> **GOAL**: Update the data below by changing every occurrence of "pixel coordinates" to "image coordinates", leaving all other text unchanged.

> **MATERIAL FOR THE TASK**:

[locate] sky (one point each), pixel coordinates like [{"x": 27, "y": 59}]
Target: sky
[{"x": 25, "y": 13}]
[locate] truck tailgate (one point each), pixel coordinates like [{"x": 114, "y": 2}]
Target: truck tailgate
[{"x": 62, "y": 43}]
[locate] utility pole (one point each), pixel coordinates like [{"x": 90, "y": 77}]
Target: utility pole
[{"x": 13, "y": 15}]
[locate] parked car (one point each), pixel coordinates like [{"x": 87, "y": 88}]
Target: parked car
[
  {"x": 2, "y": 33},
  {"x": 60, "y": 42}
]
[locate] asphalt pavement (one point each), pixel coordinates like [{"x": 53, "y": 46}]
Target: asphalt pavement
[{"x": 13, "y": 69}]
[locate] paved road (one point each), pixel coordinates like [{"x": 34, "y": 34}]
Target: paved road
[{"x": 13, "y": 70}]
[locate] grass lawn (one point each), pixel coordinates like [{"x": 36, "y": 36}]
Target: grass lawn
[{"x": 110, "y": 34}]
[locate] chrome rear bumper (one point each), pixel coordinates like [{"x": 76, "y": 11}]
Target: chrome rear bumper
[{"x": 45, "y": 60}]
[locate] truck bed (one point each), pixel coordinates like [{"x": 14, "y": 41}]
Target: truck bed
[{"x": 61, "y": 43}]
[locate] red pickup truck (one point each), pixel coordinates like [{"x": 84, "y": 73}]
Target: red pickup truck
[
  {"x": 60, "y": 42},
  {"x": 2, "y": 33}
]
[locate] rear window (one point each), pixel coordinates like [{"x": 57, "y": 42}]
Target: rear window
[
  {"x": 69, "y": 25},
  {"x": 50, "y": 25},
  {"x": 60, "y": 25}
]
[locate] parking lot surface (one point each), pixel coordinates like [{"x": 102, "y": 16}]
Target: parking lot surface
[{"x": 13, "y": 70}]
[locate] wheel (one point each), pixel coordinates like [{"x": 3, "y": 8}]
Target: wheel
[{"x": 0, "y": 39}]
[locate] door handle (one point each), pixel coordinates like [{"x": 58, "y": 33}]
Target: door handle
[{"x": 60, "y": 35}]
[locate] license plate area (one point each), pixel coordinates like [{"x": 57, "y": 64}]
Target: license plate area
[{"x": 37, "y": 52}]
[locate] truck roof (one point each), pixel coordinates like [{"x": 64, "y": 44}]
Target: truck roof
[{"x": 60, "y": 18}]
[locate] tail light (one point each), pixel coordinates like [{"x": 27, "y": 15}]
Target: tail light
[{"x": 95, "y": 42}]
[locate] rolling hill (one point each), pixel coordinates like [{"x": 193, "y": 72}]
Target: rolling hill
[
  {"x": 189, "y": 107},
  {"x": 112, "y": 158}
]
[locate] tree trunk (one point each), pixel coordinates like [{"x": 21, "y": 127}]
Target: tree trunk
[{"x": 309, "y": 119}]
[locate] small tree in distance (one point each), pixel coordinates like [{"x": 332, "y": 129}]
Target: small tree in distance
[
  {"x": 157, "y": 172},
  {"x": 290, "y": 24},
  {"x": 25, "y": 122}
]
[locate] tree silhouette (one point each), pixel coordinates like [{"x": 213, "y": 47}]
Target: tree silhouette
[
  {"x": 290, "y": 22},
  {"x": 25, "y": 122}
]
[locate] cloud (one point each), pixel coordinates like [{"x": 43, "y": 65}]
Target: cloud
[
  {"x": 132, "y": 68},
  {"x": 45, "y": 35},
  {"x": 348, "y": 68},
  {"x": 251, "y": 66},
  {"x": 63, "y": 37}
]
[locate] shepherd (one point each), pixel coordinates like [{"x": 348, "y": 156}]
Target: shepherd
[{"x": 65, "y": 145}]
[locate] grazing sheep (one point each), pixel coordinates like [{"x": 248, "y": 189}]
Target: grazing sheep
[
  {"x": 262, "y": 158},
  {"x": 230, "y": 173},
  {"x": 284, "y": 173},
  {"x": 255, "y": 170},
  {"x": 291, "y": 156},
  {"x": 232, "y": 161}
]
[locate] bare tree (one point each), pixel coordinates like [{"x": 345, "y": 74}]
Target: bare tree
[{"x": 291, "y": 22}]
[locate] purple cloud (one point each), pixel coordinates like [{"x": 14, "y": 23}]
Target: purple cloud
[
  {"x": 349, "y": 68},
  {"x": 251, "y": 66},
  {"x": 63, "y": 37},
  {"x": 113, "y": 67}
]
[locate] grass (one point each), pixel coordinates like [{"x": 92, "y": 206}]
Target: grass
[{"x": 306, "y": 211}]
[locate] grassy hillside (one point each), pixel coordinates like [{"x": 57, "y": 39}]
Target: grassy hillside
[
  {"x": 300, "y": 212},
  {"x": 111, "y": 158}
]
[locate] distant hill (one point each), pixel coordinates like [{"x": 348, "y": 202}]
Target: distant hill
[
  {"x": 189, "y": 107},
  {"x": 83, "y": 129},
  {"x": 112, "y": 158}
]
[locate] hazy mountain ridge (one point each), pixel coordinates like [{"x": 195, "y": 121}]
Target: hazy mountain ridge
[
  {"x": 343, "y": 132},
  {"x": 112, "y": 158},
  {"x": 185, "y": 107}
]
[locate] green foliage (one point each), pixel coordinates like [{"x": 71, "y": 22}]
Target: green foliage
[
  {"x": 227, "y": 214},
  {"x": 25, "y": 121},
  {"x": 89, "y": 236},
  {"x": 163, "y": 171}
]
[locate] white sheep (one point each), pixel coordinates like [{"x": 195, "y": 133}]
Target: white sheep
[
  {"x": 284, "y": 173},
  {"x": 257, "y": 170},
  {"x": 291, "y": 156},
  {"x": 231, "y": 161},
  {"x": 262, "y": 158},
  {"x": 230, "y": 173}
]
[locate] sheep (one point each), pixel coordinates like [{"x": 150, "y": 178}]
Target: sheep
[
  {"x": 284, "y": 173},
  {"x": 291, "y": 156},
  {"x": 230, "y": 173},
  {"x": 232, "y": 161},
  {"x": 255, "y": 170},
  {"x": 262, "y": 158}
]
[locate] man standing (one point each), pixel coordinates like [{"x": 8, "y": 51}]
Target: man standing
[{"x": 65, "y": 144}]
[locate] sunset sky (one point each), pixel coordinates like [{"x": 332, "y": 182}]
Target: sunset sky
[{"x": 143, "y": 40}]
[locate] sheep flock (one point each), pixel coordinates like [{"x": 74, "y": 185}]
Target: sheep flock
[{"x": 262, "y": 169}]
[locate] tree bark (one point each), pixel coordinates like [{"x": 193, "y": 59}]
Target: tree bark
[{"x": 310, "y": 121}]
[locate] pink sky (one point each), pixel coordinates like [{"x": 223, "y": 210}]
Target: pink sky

> **ANSWER TO THE PROBLEM**:
[locate] sky (one point each), image coordinates like [{"x": 27, "y": 59}]
Target: sky
[{"x": 25, "y": 13}]
[locate] truck tailgate (one point each), image coordinates like [{"x": 114, "y": 2}]
Target: truck tailgate
[{"x": 62, "y": 43}]
[locate] utility pole (one point each), image coordinates like [{"x": 90, "y": 77}]
Target: utility pole
[{"x": 13, "y": 15}]
[locate] parked car (one point each), image coordinates like [{"x": 87, "y": 88}]
Target: parked car
[
  {"x": 2, "y": 33},
  {"x": 60, "y": 42}
]
[locate] asphalt pavement (one point each), image coordinates like [{"x": 53, "y": 46}]
Target: asphalt pavement
[{"x": 13, "y": 69}]
[locate] paved road (one point each), image coordinates like [{"x": 34, "y": 34}]
Target: paved road
[{"x": 13, "y": 70}]
[locate] grass lawn (one point each), image coordinates like [{"x": 36, "y": 36}]
Target: grass lawn
[{"x": 110, "y": 34}]
[locate] chrome rear bumper (one point each), image coordinates like [{"x": 76, "y": 11}]
Target: chrome rear bumper
[{"x": 45, "y": 60}]
[locate] truck bed (one point each), image coordinates like [{"x": 14, "y": 41}]
Target: truck bed
[{"x": 61, "y": 43}]
[locate] red pickup truck (one point each), image coordinates like [{"x": 84, "y": 73}]
Target: red pickup truck
[
  {"x": 60, "y": 42},
  {"x": 2, "y": 33}
]
[locate] rear window (one point each), image coordinates like [{"x": 57, "y": 42}]
Target: rear window
[
  {"x": 69, "y": 25},
  {"x": 50, "y": 25},
  {"x": 60, "y": 25}
]
[locate] parking lot surface (one point each), image coordinates like [{"x": 102, "y": 16}]
Target: parking lot surface
[{"x": 13, "y": 70}]
[locate] wheel (one point each), image coordinates like [{"x": 3, "y": 8}]
Target: wheel
[{"x": 0, "y": 39}]
[locate] door handle (one point each), image coordinates like [{"x": 58, "y": 33}]
Target: door handle
[{"x": 60, "y": 35}]
[locate] license plate area (one point each), image coordinates like [{"x": 57, "y": 64}]
Target: license plate area
[{"x": 37, "y": 52}]
[locate] truck roof (one point each), image coordinates like [{"x": 64, "y": 44}]
Target: truck roof
[{"x": 60, "y": 18}]
[locate] tail light (one point each), image coordinates like [{"x": 27, "y": 15}]
Target: tail light
[{"x": 95, "y": 42}]
[locate] rolling hill (one point each), image coordinates like [{"x": 193, "y": 72}]
Target: rolling hill
[
  {"x": 189, "y": 107},
  {"x": 112, "y": 158}
]
[locate] tree trunk (one point each), image coordinates like [{"x": 21, "y": 127}]
Target: tree trunk
[{"x": 309, "y": 119}]
[locate] small tree in distance (one point each), image coordinates like [{"x": 332, "y": 129}]
Target: small tree in distance
[
  {"x": 157, "y": 172},
  {"x": 290, "y": 24},
  {"x": 25, "y": 122}
]
[locate] tree silhouette (one point each), image coordinates like [{"x": 213, "y": 47}]
Target: tree silhouette
[
  {"x": 290, "y": 22},
  {"x": 25, "y": 122}
]
[locate] cloud (one point each), image coordinates like [{"x": 43, "y": 65}]
Target: cloud
[
  {"x": 132, "y": 68},
  {"x": 45, "y": 35},
  {"x": 348, "y": 68},
  {"x": 251, "y": 66},
  {"x": 63, "y": 37}
]
[locate] shepherd (one point each), image coordinates like [{"x": 348, "y": 156}]
Target: shepherd
[{"x": 65, "y": 145}]
[locate] grazing sheep (one point each), image coordinates like [{"x": 248, "y": 189}]
Target: grazing sheep
[
  {"x": 262, "y": 158},
  {"x": 230, "y": 173},
  {"x": 284, "y": 173},
  {"x": 255, "y": 170},
  {"x": 291, "y": 156},
  {"x": 232, "y": 161}
]
[locate] bare tree (one point each), image coordinates like [{"x": 345, "y": 74}]
Target: bare tree
[{"x": 291, "y": 22}]
[locate] purple cloud (one point each), image coordinates like [{"x": 14, "y": 23}]
Target: purple cloud
[
  {"x": 349, "y": 68},
  {"x": 251, "y": 66},
  {"x": 63, "y": 37},
  {"x": 113, "y": 67}
]
[locate] grass (one point each), image coordinates like [{"x": 92, "y": 206}]
Target: grass
[{"x": 306, "y": 211}]
[locate] grassy hillside (one point each), image coordinates like [{"x": 57, "y": 39}]
Target: grassy hillside
[
  {"x": 300, "y": 212},
  {"x": 111, "y": 158}
]
[locate] distant hill (one point each), image coordinates like [{"x": 348, "y": 202}]
Target: distant hill
[
  {"x": 189, "y": 107},
  {"x": 83, "y": 129},
  {"x": 112, "y": 158}
]
[locate] hazy mountain ridge (one point each), image coordinates like [{"x": 195, "y": 121}]
Target: hazy mountain ridge
[
  {"x": 343, "y": 132},
  {"x": 112, "y": 158},
  {"x": 185, "y": 107}
]
[locate] green foliage (one point each), image coordinates like [{"x": 71, "y": 22}]
Target: green foliage
[
  {"x": 227, "y": 214},
  {"x": 25, "y": 121},
  {"x": 89, "y": 236},
  {"x": 163, "y": 171}
]
[locate] white sheep (one point each), image coordinates like [{"x": 195, "y": 133}]
Target: white sheep
[
  {"x": 284, "y": 173},
  {"x": 257, "y": 170},
  {"x": 291, "y": 156},
  {"x": 231, "y": 161},
  {"x": 262, "y": 158},
  {"x": 230, "y": 173}
]
[locate] sheep (one point each), image coordinates like [{"x": 150, "y": 178}]
Target: sheep
[
  {"x": 284, "y": 173},
  {"x": 291, "y": 156},
  {"x": 230, "y": 173},
  {"x": 232, "y": 161},
  {"x": 255, "y": 170},
  {"x": 262, "y": 158}
]
[locate] man standing (one point each), image coordinates like [{"x": 8, "y": 51}]
Target: man standing
[{"x": 65, "y": 144}]
[locate] sunset sky (one point each), image coordinates like [{"x": 332, "y": 182}]
Target: sunset sky
[{"x": 143, "y": 40}]
[locate] sheep flock (one point each), image coordinates like [{"x": 74, "y": 185}]
Target: sheep flock
[{"x": 262, "y": 169}]
[locate] tree bark (one point each), image coordinates like [{"x": 193, "y": 59}]
Target: tree bark
[{"x": 310, "y": 121}]
[locate] pink sky (one point each), image coordinates like [{"x": 223, "y": 210}]
Target: pink sky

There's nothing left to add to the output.